- Requests
1) For the explainer on over/under bets, decide whether each statement agrees with the text: (a) which team wins the game affects whether a totals bet pays; (b) if the combined score equals the listed total exactly, the amount wagered goes back to the bettor; (c) a totals bet is made up of four parts. Answer yes or no for each, quoting the deciding words.
2) Extract word for word the part of the over/under bet explainer starting at "For a majority" and ending at "the sporting event.".
** BEGIN Text provided **
What Is a Totals or Over/Under Bet? — Wager Explainer

Totals bets are also known as over/under bets. The terms are used interchangeably at legal online sportsbooks and among media covering sports betting.

Like the moneyline bet, an over/under wager is a straightforward and popular one at the sportsbook, especially for NFL and NBA games. Totals bets are usually available for all major professional sports (football, baseball, basketball, and hockey) and major college sports (football and basketball).

The outcome of the sporting event does not factor into the wager — all that matters is the combined total of points scored by both teams.

For a majority of over/under wagers, bettors are choosing whether the total number of points (i.e., runs for baseball, goals for soccer and hockey, rounds for boxing and MMA, points in other sports) will be OVER or UNDER the listed total of points provided by the sportsbook.

Components of Total and Over/Under Bets

There are four parts to a totals bet: The value, the price, the over, and the under.

  1. The value: The value in a totals bet — the actual, operative number — is the unit listed bettors are wagering against in the sporting event.

    For example, if the totals bet has a listing of 51 points, bettors are wagering a sporting event will finish with over 51 combined points by both teams or under 51 combined points by both teams. The units vary depending on the sport, with goals for hockey and soccer; runs for baseball; and rounds for boxing and mixed martial arts (MMA). And often you can bet on total points scored by just one team. For instance, Bulls to score o/u 113.5 points in their game against the Bucks.

  2. The price: The price or moneyline applying to the over/under bet indicates the price the bettor is getting on the wager.

    For example, if the over/under is established at 51 points at -110, bettors must bet $110 to win $100 regardless if they are picking the over OR the under. That’s a standard 10% “vig” (-110) that goes for most spread bets, too.

  3. The over: Bettors who are selecting the over are wagering the combined number of points (or number of runs in a baseball game) will be GREATER THAN the number listed by the sportsbook.

    Using that same example of an over/under of 51 points on a -110 bet worth $100, bettors would win the $100 on their $110 stake if the teams combined to score more than 51 points. If the teams combine for exactly 51? That’s called a push, the bet gets “cancelled” or “voided,” and the amount wagered returned to the bettor.

  4. The under: Bettors who are selecting the under are wagering the combined number of points (or in hockey, goals) will be LESS THAN the number listed by the sportsbook.

    Using that same example of an over/under of 51 points on a -110 bet worth $100, bettors would win the $100 on their $110 stake if the teams combined to score fewer than 51 points.

Totals or Over/Under Bets FAQs

Can you put totals or over/under bets in parlays?
** END Text provided **
** BEGIN Dataset section **
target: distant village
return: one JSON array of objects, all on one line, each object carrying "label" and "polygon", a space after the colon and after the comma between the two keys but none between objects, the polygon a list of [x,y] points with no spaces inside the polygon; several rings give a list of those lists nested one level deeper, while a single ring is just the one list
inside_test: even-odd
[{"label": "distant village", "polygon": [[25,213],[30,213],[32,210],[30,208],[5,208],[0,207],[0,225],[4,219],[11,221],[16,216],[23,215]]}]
** END Dataset section **
- Solutions by task
1)
(a) No: "The outcome of the sporting event does not factor into the wager"
(b) Yes: "That’s called a push, the bet gets “cancelled” or “voided,” and the amount wagered returned to the bettor."
(c) Yes: "There are four parts to a totals bet: The value, the price, the over, and the under."

2)
For a majority of over/under wagers, bettors are choosing whether the total number of points (i.e., runs for baseball, goals for soccer and hockey, rounds for boxing and MMA, points in other sports) will be OVER or UNDER the listed total of points provided by the sportsbook.

Components of Total and Over/Under Bets

There are four parts to a totals bet: The value, the price, the over, and the under.

  1. The value: The value in a totals bet — the actual, operative number — is the unit listed bettors are wagering against in the sporting event.